**Kutipan Teks:**
-.-.-

Ini Penjelasam Pengamat Ekonomi soal Sepinya Penumpang di Terminal BRPS Pekanbaru

Ini Penjelasam Pengamat Ekonomi soal Sepinya Penumpang di Terminal BRPS Pekanbaru

Riaumandiri.co Terminal Bandar Raya Payung Sekaki (BRPS) Pekanbaru jelang libur Natal dan Tahun Baru sepi dari penumpang merupakan contoh nyata bagaimana faktor non-ekonomi (bencana alam) bisa langsung menciptakan disrupsi parah pada siklus ekonomi musiman.


"Biasanya, mobilitas tinggi saat Nataru itu adalah "pemantik" utama perputaran ekonomi regional. Kenapa? Karena pergerakan orang dari Riau ke Sumbar/Sumut (dan sebaliknya) itu membawa serta uang belanja, uang oleh-oleh, dan uang jasa angkutan," ujar Ekonom Senior UNRI, Dahlan Tampubolon, Minggu (14/12).



"Pergerakan manusia dalam provinsi masih stabil, gak nampak efek hidrometerologi. Karena transportasinya pakai supervan atau travel yg gak masuk ke AKAP. Yang paling nampak, jalur ke Sumut. Kita tau semua transport ke sumut masuk ke AKAP. Apalagi libur Nataru kan pergerakan masyarakat Sumut yang besar, hampir seperti wajib pulang kampung," imbuhnya.

-.-.-

**Tugas yang Dikerjakan:**
1. Tulis ulang secara lebih ringkas paragraf dalam teks tentang sepinya Terminal BRPS Pekanbaru yang diawali kata "Biasanya, mobilitas tinggi", dengan tetap mempertahankan fakta utamanya.
2. Salin persis bagian teks tentang sepinya Terminal BRPS Pekanbaru yang dibuka dengan kata-kata yang memuat "Riaumandiri.co Terminal Bandar" dan ditutup dengan "Tampubolon, Minggu (14/12).".

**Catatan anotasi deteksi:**

-.-.-

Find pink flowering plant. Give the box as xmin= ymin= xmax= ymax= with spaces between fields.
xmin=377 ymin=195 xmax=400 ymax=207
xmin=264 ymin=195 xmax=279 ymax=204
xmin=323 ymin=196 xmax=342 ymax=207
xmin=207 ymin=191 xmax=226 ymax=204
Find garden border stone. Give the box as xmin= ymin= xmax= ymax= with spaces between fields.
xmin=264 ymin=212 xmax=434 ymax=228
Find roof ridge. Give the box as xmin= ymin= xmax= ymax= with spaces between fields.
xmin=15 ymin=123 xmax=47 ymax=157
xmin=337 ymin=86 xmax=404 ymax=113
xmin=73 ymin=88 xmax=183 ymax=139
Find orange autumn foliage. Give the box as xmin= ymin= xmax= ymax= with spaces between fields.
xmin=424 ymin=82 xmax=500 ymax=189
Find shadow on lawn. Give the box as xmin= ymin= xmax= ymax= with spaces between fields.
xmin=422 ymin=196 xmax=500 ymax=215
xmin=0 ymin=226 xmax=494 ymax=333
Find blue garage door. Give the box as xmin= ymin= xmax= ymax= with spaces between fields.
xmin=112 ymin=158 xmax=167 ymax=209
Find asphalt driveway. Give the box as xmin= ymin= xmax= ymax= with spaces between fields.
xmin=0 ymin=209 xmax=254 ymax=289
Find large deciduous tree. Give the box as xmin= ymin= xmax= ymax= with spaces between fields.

-.-.-

**Jawaban Latihan:**
1. Menurut Ekonom Senior UNRI, Dahlan Tampubolon, pada Minggu (14/12), mobilitas tinggi saat Nataru biasanya menjadi pemantik utama perputaran ekonomi regional. Hal itu terjadi karena pergerakan orang dari Riau ke Sumbar/Sumut dan sebaliknya membawa uang belanja, uang oleh-oleh, dan uang jasa angkutan.

2.
Riaumandiri.co Terminal Bandar Raya Payung Sekaki (BRPS) Pekanbaru jelang libur Natal dan Tahun Baru sepi dari penumpang merupakan contoh nyata bagaimana faktor non-ekonomi (bencana alam) bisa langsung menciptakan disrupsi parah pada siklus ekonomi musiman.


"Biasanya, mobilitas tinggi saat Nataru itu adalah "pemantik" utama perputaran ekonomi regional. Kenapa? Karena pergerakan orang dari Riau ke Sumbar/Sumut (dan sebaliknya) itu membawa serta uang belanja, uang oleh-oleh, dan uang jasa angkutan," ujar Ekonom Senior UNRI, Dahlan Tampubolon, Minggu (14/12).